A word-for-word restatement of all the records is the required answer.
(Beginning of Extracted information)
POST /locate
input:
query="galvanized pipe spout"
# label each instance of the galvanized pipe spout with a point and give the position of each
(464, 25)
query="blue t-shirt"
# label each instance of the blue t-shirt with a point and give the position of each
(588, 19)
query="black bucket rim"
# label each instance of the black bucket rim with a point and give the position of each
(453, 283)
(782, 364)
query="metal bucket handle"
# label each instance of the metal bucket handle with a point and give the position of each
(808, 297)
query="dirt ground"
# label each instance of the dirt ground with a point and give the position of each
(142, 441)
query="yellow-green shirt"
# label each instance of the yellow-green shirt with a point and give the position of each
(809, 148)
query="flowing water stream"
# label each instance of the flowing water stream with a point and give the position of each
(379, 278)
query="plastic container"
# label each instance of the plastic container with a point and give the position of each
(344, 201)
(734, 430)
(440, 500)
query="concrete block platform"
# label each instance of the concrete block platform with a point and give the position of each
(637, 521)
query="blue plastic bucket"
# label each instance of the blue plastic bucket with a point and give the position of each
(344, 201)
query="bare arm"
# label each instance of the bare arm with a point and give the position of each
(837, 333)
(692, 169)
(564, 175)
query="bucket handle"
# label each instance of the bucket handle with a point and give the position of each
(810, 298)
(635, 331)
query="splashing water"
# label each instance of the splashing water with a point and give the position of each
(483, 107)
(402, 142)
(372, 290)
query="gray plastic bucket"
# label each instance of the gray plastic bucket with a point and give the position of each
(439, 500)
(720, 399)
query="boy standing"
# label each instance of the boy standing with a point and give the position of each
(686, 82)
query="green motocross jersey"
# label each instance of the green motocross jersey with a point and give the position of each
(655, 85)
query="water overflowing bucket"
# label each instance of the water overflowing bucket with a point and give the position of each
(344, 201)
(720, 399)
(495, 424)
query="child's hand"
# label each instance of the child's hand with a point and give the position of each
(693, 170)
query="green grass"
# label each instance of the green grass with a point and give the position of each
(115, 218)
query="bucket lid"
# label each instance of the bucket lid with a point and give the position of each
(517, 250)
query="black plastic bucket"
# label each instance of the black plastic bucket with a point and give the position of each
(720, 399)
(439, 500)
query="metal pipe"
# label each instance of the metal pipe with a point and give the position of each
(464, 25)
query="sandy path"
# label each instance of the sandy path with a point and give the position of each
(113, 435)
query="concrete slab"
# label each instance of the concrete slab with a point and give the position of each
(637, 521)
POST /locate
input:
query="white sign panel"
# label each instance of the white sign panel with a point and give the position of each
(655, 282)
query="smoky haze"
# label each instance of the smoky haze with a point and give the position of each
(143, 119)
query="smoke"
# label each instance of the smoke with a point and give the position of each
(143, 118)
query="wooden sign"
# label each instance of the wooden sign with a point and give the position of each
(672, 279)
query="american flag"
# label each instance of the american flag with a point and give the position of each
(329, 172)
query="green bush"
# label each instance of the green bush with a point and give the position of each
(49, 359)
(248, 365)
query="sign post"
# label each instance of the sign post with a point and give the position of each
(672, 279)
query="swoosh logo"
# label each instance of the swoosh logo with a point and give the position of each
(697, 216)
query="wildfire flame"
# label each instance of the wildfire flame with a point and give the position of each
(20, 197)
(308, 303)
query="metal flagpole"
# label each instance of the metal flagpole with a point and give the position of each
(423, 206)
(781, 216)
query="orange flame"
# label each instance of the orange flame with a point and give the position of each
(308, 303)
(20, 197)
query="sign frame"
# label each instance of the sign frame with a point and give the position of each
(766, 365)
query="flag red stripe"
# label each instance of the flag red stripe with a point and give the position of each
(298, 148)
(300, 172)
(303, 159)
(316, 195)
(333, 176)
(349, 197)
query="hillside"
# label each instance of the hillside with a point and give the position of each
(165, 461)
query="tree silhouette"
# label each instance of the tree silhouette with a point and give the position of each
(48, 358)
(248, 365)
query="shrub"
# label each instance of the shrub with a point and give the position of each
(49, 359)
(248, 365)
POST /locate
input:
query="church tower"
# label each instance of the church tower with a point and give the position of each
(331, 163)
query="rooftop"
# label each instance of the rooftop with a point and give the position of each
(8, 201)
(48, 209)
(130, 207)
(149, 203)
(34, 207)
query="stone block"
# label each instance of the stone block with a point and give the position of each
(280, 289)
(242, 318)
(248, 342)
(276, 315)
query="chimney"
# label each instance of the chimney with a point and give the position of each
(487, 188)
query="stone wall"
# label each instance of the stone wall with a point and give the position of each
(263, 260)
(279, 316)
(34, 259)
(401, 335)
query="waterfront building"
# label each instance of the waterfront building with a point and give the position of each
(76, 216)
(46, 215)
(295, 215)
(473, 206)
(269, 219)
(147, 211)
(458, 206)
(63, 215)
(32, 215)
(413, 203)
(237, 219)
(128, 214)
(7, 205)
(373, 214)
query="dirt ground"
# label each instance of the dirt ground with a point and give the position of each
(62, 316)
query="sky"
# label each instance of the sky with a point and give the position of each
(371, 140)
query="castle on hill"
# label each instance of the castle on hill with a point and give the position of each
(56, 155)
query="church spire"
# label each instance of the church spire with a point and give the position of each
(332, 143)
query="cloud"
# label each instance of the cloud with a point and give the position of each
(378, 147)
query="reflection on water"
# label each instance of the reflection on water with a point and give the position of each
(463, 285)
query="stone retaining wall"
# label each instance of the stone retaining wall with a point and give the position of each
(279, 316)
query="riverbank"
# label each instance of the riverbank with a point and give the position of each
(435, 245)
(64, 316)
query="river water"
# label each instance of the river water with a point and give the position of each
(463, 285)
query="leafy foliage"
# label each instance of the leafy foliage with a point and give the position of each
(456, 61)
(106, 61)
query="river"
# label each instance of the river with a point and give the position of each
(End of Extracted information)
Exercise response:
POST /locate
input:
query="galvanized pipe spout"
# label each instance of the galvanized pipe spout with a point and give the position of each
(464, 25)
query="blue t-shirt"
# label each instance of the blue t-shirt with a point and give the position of each
(588, 19)
query="black bucket rim"
# label each instance of the black bucket rim with a point and give the position of each
(453, 283)
(782, 364)
query="metal bucket handle"
# label each instance of the metal bucket handle with a point and give the position of each
(808, 297)
query="dirt ground"
# label each instance of the dirt ground with a point and give the position of each
(142, 441)
query="yellow-green shirt"
# label each instance of the yellow-green shirt with a point and give the position of each
(809, 148)
query="flowing water stream"
# label each instance of the flowing water stream with a point and give the position of each
(379, 278)
query="plastic container"
# label each instance of the plastic container with a point and give the position of each
(344, 201)
(734, 430)
(440, 500)
query="concrete block platform"
# label each instance of the concrete block platform with a point and give the position of each
(637, 521)
query="blue plastic bucket"
# label each instance of the blue plastic bucket with a point and give the position of each
(344, 201)
query="bare arm"
# label each instance of the bare arm with a point and give the position of each
(837, 333)
(692, 169)
(564, 175)
query="bucket handle"
# label each instance of the bucket handle with a point and give the position of each
(810, 298)
(635, 331)
query="splashing water"
# label each instance of the splashing water with a point and give the position of each
(483, 107)
(402, 142)
(372, 290)
query="gray plastic bucket"
# label each instance of the gray plastic bucket with a point and give the position of each
(439, 500)
(720, 399)
query="boy standing"
# label each instance of the boy standing with a point and give the position of each
(686, 82)
query="green motocross jersey"
# label each instance of the green motocross jersey with a point and give the position of each
(655, 85)
query="water overflowing bucket"
# label each instance of the water overflowing bucket with a point and give the position of each
(344, 201)
(720, 399)
(495, 424)
query="child's hand"
# label each instance of the child's hand with a point and give the position of each
(693, 170)
query="green grass"
# label each instance of the green grass with a point and give the position of each
(115, 218)
query="bucket lid"
# label each instance of the bucket lid with a point and give the position of each
(517, 250)
query="black plastic bucket"
# label each instance of the black plastic bucket with a point and give the position of each
(720, 399)
(439, 500)
query="metal pipe"
# label each instance of the metal pipe with a point and give the position of each
(464, 25)
query="sandy path"
# label each instance of the sandy path with a point and give the position of each
(113, 435)
query="concrete slab"
# label each instance of the concrete slab with a point and give the position of each
(637, 521)
POST /locate
input:
query="white sign panel"
# label each instance of the white sign panel with a point and give the position of each
(655, 282)
query="smoky haze"
# label each instance of the smoky haze with a point and give the position of each
(143, 119)
query="smoke"
# label each instance of the smoke with a point and give the position of each
(143, 118)
query="wooden sign"
# label each instance of the wooden sign with a point and give the position of each
(672, 279)
query="american flag"
# label each instance of the american flag with a point and give the position of each
(329, 172)
query="green bush"
# label each instance of the green bush with a point and give the position of each
(49, 359)
(248, 365)
query="sign post"
# label each instance of the sign post with a point and give the position of each
(672, 279)
query="swoosh logo"
# label each instance of the swoosh logo with a point and give the position of each
(697, 216)
query="wildfire flame"
# label each instance of the wildfire flame with a point and give the position of each
(20, 197)
(308, 303)
query="metal flagpole"
# label each instance of the metal flagpole with a point and give the position of each
(423, 206)
(781, 216)
query="orange flame"
# label each instance of the orange flame with a point and give the position of each
(308, 303)
(20, 197)
query="sign frame"
# label each instance of the sign frame with a point and give the position of each
(766, 365)
query="flag red stripe"
# label each instance of the flag red stripe with a point and give the position of each
(298, 148)
(300, 172)
(303, 159)
(316, 195)
(333, 176)
(349, 197)
query="hillside"
# label each instance of the hillside with a point and give the position of each
(165, 461)
query="tree silhouette"
# label each instance of the tree silhouette with a point and give the position of each
(48, 358)
(248, 365)
query="shrub"
# label each instance of the shrub with a point and give the position of each
(49, 359)
(248, 365)
POST /locate
input:
query="church tower"
# label each instance of the church tower with a point and give the position of each
(331, 163)
query="rooftop"
# label each instance of the rooftop with a point and give the position of each
(8, 201)
(48, 209)
(130, 207)
(149, 203)
(34, 207)
query="stone block"
# label each instance of the stone block with a point and give the position of each
(280, 289)
(242, 318)
(248, 342)
(276, 315)
query="chimney"
# label each instance of the chimney with a point and give the position of each
(487, 188)
query="stone wall"
# label each instance of the stone wall with a point and give the position of each
(263, 260)
(279, 316)
(34, 259)
(401, 335)
query="waterfront building"
# label each instance of the waterfront building with a point and give the position of each
(76, 216)
(46, 215)
(295, 215)
(473, 206)
(269, 219)
(147, 211)
(458, 206)
(63, 215)
(32, 215)
(413, 203)
(237, 219)
(128, 214)
(7, 205)
(373, 214)
query="dirt ground"
# label each instance of the dirt ground with a point and give the position of each
(62, 316)
query="sky"
# label each instance of the sky with a point and give the position of each
(371, 140)
query="castle on hill"
# label each instance of the castle on hill with a point and give the position of each
(56, 155)
query="church spire"
# label each instance of the church spire with a point and give the position of each
(332, 143)
query="cloud"
# label each instance of the cloud with a point and give the position of each
(378, 147)
query="reflection on water"
# label each instance of the reflection on water with a point and give the position of each
(463, 285)
query="stone retaining wall"
# label each instance of the stone retaining wall with a point and give the position of each
(279, 316)
query="riverbank"
# label each instance of the riverbank with a point and give the position of each
(435, 245)
(64, 316)
query="river water"
# label each instance of the river water with a point and give the position of each
(463, 285)
query="leafy foliage"
# label each instance of the leafy foliage with a point and give the position of each
(456, 61)
(106, 61)
query="river"
# label each instance of the river with a point and give the position of each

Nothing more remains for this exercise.